• **To do**
All of the records must be given again exactly.

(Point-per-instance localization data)
____

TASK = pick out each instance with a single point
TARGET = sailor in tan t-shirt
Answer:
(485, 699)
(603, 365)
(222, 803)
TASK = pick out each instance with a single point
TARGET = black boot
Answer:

____

• **Exercise solution**
TASK = pick out each instance with a single point
TARGET = sailor in tan t-shirt
Answer:
(485, 699)
(603, 365)
(222, 803)
TASK = pick out each instance with a single point
TARGET = black boot
Answer:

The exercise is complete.